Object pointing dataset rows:
§ §

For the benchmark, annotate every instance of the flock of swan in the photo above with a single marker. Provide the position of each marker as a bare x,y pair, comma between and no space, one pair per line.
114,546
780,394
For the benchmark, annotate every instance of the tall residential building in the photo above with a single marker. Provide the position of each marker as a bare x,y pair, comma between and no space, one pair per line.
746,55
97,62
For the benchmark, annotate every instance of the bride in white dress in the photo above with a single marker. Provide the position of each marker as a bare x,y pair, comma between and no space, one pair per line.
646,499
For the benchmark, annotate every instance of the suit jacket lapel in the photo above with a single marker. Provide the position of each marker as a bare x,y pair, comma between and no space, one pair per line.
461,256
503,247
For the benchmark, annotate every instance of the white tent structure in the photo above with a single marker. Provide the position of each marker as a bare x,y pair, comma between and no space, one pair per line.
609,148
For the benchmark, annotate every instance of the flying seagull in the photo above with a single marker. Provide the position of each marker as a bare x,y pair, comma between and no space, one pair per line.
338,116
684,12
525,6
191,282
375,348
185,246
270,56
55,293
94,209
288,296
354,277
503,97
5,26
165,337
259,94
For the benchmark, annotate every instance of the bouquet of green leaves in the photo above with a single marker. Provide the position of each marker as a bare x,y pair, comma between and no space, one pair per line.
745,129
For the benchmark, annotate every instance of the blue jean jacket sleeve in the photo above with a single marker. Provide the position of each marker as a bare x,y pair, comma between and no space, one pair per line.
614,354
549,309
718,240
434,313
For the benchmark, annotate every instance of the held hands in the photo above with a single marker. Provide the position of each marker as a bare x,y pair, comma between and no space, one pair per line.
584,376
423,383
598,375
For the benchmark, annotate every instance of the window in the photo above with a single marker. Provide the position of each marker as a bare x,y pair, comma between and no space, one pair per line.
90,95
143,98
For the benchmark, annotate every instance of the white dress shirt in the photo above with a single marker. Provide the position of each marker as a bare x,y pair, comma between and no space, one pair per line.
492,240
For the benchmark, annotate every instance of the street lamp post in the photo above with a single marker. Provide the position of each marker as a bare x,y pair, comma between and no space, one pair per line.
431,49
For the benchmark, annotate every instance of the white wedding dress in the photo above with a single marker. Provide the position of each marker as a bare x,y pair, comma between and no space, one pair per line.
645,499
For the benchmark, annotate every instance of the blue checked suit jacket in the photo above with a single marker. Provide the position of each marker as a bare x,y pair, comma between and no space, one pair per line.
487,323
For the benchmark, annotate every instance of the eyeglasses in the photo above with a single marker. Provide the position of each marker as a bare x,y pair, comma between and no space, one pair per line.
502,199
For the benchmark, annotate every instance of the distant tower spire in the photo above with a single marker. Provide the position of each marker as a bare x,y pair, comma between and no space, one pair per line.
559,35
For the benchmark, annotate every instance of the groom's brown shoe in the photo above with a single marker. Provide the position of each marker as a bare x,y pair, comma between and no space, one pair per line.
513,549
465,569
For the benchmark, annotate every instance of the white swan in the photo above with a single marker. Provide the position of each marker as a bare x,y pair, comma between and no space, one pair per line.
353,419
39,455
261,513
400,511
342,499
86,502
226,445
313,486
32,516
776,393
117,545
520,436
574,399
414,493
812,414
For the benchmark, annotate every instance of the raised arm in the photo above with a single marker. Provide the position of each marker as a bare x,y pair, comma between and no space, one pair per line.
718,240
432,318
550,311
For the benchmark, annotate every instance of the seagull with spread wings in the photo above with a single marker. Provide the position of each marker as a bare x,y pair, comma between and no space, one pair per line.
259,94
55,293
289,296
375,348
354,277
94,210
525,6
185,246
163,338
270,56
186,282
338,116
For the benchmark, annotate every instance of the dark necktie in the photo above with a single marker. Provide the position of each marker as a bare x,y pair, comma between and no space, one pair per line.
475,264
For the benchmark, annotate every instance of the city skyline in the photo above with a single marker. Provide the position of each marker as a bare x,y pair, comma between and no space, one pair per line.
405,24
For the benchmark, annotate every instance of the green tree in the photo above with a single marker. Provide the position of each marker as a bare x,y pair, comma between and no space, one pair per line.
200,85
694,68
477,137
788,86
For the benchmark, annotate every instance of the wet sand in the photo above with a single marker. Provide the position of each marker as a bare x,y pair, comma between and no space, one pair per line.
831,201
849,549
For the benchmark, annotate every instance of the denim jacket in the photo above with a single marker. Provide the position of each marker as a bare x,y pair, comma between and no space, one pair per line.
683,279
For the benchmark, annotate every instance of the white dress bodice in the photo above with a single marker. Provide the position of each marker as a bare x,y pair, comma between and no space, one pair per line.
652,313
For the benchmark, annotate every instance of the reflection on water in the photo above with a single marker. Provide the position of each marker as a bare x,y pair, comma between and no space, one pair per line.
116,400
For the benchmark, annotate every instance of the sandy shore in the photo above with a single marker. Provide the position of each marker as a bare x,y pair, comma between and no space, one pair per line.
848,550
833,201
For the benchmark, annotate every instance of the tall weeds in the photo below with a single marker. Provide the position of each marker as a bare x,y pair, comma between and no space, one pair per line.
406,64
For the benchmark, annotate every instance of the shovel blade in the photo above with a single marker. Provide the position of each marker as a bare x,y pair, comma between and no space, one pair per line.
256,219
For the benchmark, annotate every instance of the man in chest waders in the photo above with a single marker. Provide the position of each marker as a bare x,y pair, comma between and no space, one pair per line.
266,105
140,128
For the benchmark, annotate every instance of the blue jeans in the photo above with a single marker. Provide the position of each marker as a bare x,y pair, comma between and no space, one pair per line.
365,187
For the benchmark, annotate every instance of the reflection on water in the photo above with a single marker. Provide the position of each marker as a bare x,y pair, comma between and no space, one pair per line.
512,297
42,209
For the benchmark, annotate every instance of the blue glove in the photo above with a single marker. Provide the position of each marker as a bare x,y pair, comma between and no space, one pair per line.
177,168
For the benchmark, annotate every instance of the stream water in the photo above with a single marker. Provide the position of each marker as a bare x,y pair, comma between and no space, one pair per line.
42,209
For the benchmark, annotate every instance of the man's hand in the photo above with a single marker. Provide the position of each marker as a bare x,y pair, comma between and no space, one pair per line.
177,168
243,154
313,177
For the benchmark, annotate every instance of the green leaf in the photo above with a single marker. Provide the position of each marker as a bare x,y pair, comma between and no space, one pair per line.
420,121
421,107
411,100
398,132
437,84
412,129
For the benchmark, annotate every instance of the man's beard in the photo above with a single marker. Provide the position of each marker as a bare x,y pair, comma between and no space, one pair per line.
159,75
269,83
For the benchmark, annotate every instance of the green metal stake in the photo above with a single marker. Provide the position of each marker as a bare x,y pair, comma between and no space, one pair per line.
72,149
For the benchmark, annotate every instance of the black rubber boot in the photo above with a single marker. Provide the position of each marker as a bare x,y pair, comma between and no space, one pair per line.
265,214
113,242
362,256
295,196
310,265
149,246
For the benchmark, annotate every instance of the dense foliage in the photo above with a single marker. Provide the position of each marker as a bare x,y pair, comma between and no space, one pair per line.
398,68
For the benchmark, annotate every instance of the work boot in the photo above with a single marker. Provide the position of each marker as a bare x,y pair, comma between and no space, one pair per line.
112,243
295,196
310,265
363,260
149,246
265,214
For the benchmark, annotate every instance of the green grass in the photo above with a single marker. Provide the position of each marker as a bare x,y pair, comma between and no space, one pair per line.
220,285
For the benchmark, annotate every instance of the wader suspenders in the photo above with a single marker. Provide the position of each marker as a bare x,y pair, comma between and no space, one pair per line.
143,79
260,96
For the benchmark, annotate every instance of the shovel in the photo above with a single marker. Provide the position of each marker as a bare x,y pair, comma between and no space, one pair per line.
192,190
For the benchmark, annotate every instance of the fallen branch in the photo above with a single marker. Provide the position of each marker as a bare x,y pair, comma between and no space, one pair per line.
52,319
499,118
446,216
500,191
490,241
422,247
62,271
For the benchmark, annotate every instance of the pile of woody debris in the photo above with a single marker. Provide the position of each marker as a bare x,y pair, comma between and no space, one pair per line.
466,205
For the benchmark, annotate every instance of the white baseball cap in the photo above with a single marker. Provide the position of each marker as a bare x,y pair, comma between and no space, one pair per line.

§ §

* WRITTEN EXERCISE
Repeat exactly, and only, the lines from the line with "For the benchmark, annotate every instance of the green metal" through the end of the listing above, both ends included.

* WRITTEN ANSWER
For the benchmark, annotate every instance of the green metal stake in the photo above with a single marker. Provide the position of each marker as a bare x,y pair, comma between and no space, one pair per line.
72,149
For the benchmark, annotate every instance of the black rubber boot in the photo above with a single marker. Provide the position of each marker as a bare x,y pair, comma between and no space, one pair per line.
265,214
113,242
362,256
295,196
310,265
149,246
For the benchmark, annotate every instance of the dense foliage in the photo above with a single marker. Provide the position of each marker as a bare x,y pair, comma between and no space, one pair per line.
398,68
For the benchmark, annotate every instance of the work boot in the photo above with a single marker. Provide the position of each marker as a bare x,y pair, comma between and no space, one pair per line.
112,243
295,196
310,265
363,260
149,246
265,214
For the benchmark, annotate every instance of the green grass in the photo above with a single marker. Provide the position of each marker as a bare x,y pair, comma between and no space, one pair per line.
220,285
For the benchmark, annotate every instance of the wader suspenders in the photo above with a single marker. Provide the position of each marker as a bare x,y pair, comma between and no space, one pair per line.
143,79
260,96
For the benchmark, annotate every instance of the shovel in the photo above with a single marker. Provide the position of each marker as a bare x,y pair, comma between and no space, one pair per line.
192,190
For the benchmark, annotate every instance of the fallen branch in the photo above with a single marker. Provide the position of each marker as a bare x,y pair, comma between and no space, one pair per line.
52,319
499,118
446,216
500,191
490,241
422,247
62,271
For the benchmark, annotate every instance of the pile of woody debris in the photo above with a single marker. Provide the position of each marker as a bare x,y pair, comma between and no space, one pair per line.
466,205
For the benchmark, annotate every instance of the white baseball cap in the photo above with a single marker. Provide the position of each marker as a bare x,y pair, comma between and no space, one pair per line.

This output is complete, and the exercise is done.